EXERCISE DIRECTIONS
Retype, without changes or pictures, only the lines that begin at the one containing "point: thin branch" and end at the last line of the records that follow.

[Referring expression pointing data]

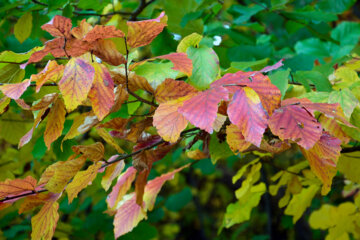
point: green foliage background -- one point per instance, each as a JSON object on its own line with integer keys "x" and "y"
{"x": 312, "y": 36}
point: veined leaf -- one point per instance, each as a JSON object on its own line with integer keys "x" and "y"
{"x": 76, "y": 82}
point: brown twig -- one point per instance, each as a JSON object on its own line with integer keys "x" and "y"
{"x": 127, "y": 80}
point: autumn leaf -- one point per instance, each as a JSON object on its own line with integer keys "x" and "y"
{"x": 81, "y": 124}
{"x": 269, "y": 94}
{"x": 55, "y": 123}
{"x": 201, "y": 110}
{"x": 101, "y": 93}
{"x": 246, "y": 111}
{"x": 44, "y": 223}
{"x": 121, "y": 187}
{"x": 322, "y": 158}
{"x": 293, "y": 122}
{"x": 142, "y": 33}
{"x": 106, "y": 50}
{"x": 109, "y": 139}
{"x": 51, "y": 73}
{"x": 36, "y": 200}
{"x": 81, "y": 180}
{"x": 102, "y": 32}
{"x": 62, "y": 172}
{"x": 171, "y": 89}
{"x": 59, "y": 26}
{"x": 94, "y": 152}
{"x": 235, "y": 139}
{"x": 17, "y": 186}
{"x": 168, "y": 121}
{"x": 76, "y": 82}
{"x": 15, "y": 90}
{"x": 112, "y": 172}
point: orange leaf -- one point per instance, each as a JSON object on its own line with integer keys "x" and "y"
{"x": 81, "y": 124}
{"x": 55, "y": 123}
{"x": 106, "y": 50}
{"x": 235, "y": 139}
{"x": 45, "y": 102}
{"x": 81, "y": 180}
{"x": 94, "y": 152}
{"x": 62, "y": 173}
{"x": 15, "y": 90}
{"x": 295, "y": 123}
{"x": 112, "y": 172}
{"x": 59, "y": 26}
{"x": 246, "y": 111}
{"x": 44, "y": 223}
{"x": 181, "y": 62}
{"x": 322, "y": 158}
{"x": 171, "y": 90}
{"x": 201, "y": 110}
{"x": 269, "y": 94}
{"x": 14, "y": 187}
{"x": 102, "y": 91}
{"x": 142, "y": 33}
{"x": 27, "y": 137}
{"x": 121, "y": 187}
{"x": 76, "y": 82}
{"x": 168, "y": 121}
{"x": 51, "y": 73}
{"x": 102, "y": 32}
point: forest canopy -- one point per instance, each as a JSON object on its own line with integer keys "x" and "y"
{"x": 192, "y": 119}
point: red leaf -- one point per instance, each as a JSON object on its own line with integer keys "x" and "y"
{"x": 142, "y": 33}
{"x": 246, "y": 111}
{"x": 181, "y": 62}
{"x": 295, "y": 123}
{"x": 15, "y": 90}
{"x": 201, "y": 110}
{"x": 102, "y": 32}
{"x": 59, "y": 26}
{"x": 171, "y": 89}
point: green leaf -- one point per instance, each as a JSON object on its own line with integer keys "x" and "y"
{"x": 301, "y": 201}
{"x": 218, "y": 150}
{"x": 280, "y": 80}
{"x": 191, "y": 40}
{"x": 346, "y": 99}
{"x": 205, "y": 66}
{"x": 23, "y": 26}
{"x": 347, "y": 33}
{"x": 179, "y": 200}
{"x": 156, "y": 73}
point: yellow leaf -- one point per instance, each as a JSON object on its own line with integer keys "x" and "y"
{"x": 44, "y": 223}
{"x": 23, "y": 26}
{"x": 63, "y": 172}
{"x": 81, "y": 180}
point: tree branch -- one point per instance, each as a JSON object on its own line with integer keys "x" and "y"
{"x": 127, "y": 80}
{"x": 125, "y": 156}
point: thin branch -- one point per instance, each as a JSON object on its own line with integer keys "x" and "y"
{"x": 125, "y": 156}
{"x": 127, "y": 80}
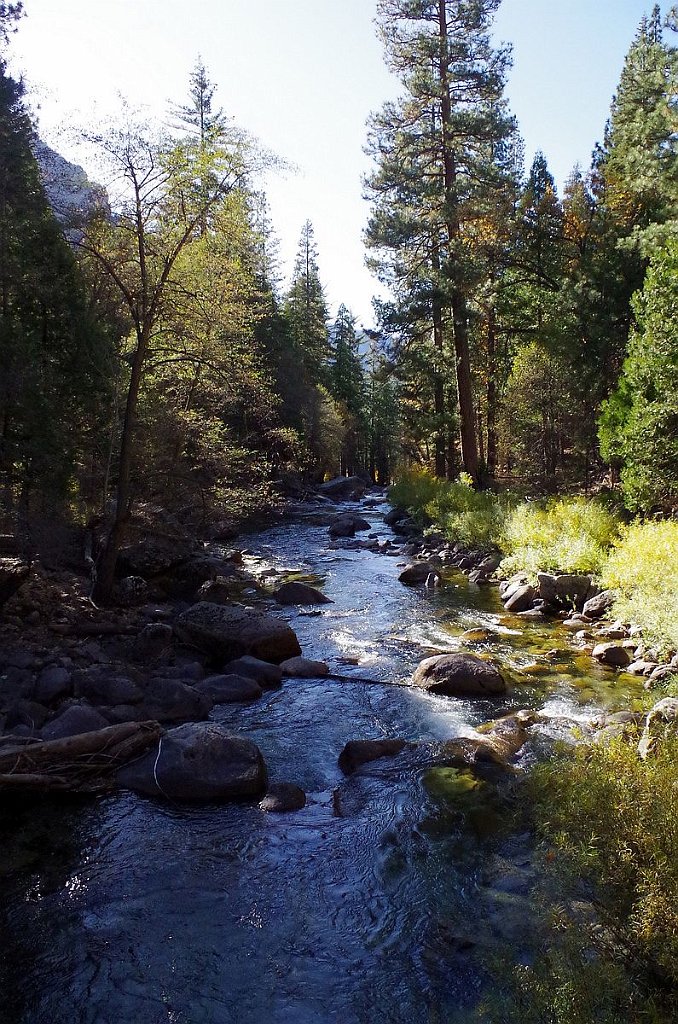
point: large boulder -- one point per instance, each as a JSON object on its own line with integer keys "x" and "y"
{"x": 12, "y": 573}
{"x": 300, "y": 593}
{"x": 459, "y": 675}
{"x": 343, "y": 488}
{"x": 198, "y": 763}
{"x": 662, "y": 723}
{"x": 224, "y": 632}
{"x": 171, "y": 700}
{"x": 73, "y": 722}
{"x": 284, "y": 797}
{"x": 565, "y": 589}
{"x": 598, "y": 605}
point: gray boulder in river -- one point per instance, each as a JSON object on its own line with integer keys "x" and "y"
{"x": 198, "y": 763}
{"x": 226, "y": 632}
{"x": 459, "y": 675}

EXERCISE RESPONSE
point: thin branch -- one point per instance, each as a JSON object on its own line with integer keys "x" and "y"
{"x": 125, "y": 156}
{"x": 127, "y": 80}
point: large boulder -- one point per instance, each as a JSON object on its own line with integer keys "x" and "y"
{"x": 12, "y": 573}
{"x": 300, "y": 593}
{"x": 459, "y": 675}
{"x": 343, "y": 488}
{"x": 198, "y": 763}
{"x": 662, "y": 723}
{"x": 224, "y": 632}
{"x": 171, "y": 700}
{"x": 73, "y": 722}
{"x": 284, "y": 797}
{"x": 565, "y": 589}
{"x": 598, "y": 605}
point: gray boulder in river -- one point per instance, each as a JSON object on its own line with integer keys "x" and "y"
{"x": 198, "y": 763}
{"x": 226, "y": 632}
{"x": 459, "y": 675}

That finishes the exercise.